### WORK REQUIRED
In the article about CDC emails below, what does WHO believe is the most common reason for under-reporting?

CDC Emails from Spring Show Growing Gap Between Scientists and White House

Documents that American Oversight obtained through Freedom of Information Act requests shed new light on the inner workings of the Centers for Disease Control and Prevention during the early days of the pandemic response. The documents are noteworthy in light of the growing gap between the CDC’s scientific expertise and the White House’s politicized pandemic response.

Among the records are confidential World Health Organization situation reports that were shared by CDC officials with one another, including one on March 6, 2020, that detailed the problems caused by travel bans and the lack of testing. 

When sharing the report over email, CDC staff appear to have highlighted a portion that read: “WHO remains very concerned with silent areas, both countries that have not reported a case and large countries that have reported a small number but geographically separated cases. … WHO is worried that this may represent significant under-reporting. WHO believes the most common reason is because of lack of available testing.”

### DATASET
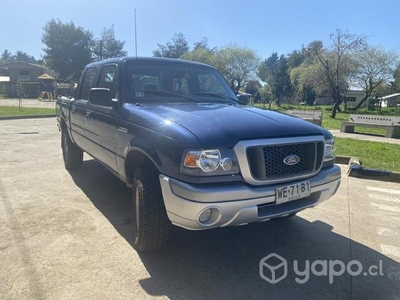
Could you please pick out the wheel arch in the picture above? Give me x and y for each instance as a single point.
(138, 157)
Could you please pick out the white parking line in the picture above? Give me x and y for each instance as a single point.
(383, 231)
(384, 198)
(386, 207)
(389, 191)
(390, 250)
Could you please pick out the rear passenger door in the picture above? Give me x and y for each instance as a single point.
(79, 107)
(102, 122)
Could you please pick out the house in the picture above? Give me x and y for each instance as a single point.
(25, 73)
(352, 98)
(392, 100)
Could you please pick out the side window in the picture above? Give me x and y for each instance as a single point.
(88, 83)
(109, 79)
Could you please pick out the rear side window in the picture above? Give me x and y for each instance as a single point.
(109, 79)
(88, 83)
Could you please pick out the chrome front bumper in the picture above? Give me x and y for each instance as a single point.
(238, 204)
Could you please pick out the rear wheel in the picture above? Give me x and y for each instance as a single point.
(72, 155)
(151, 226)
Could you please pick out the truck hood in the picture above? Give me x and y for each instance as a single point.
(218, 125)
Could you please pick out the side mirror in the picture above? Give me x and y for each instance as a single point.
(243, 99)
(101, 97)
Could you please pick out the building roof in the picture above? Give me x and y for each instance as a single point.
(20, 64)
(45, 77)
(4, 78)
(389, 96)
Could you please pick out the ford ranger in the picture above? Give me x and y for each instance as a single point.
(193, 154)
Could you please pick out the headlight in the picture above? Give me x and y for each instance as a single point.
(210, 162)
(329, 150)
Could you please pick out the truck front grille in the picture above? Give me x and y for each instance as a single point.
(266, 162)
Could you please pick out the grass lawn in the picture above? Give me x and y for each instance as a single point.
(15, 111)
(372, 154)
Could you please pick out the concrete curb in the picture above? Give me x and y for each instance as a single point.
(27, 117)
(346, 160)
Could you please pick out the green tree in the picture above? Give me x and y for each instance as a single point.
(108, 46)
(174, 49)
(237, 64)
(375, 67)
(275, 72)
(305, 73)
(68, 48)
(252, 87)
(6, 55)
(22, 56)
(265, 95)
(396, 76)
(337, 64)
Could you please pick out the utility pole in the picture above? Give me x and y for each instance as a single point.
(101, 49)
(135, 34)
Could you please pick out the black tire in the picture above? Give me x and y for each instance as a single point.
(151, 226)
(72, 155)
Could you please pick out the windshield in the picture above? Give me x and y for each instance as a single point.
(150, 82)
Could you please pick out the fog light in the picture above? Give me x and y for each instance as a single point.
(205, 216)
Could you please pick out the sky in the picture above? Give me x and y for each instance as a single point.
(264, 26)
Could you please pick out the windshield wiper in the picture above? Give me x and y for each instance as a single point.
(168, 94)
(215, 95)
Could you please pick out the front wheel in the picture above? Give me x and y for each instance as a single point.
(72, 155)
(151, 226)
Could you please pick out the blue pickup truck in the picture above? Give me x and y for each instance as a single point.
(193, 154)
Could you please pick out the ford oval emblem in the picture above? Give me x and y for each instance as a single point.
(291, 160)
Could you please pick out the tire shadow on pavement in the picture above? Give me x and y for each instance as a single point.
(225, 263)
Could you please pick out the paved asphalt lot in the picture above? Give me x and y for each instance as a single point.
(68, 236)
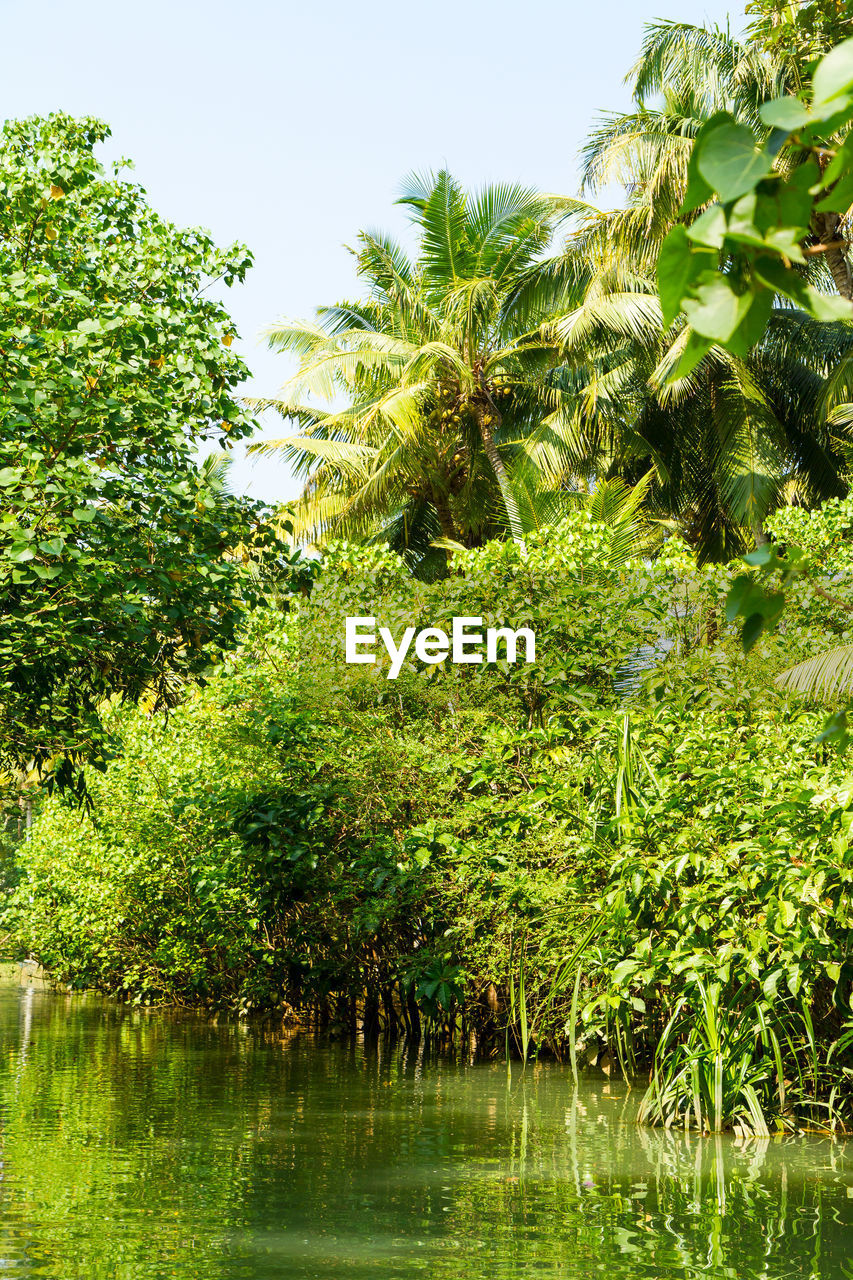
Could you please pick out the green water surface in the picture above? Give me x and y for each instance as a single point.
(144, 1146)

### ANSWER BELOW
Lack of available testing.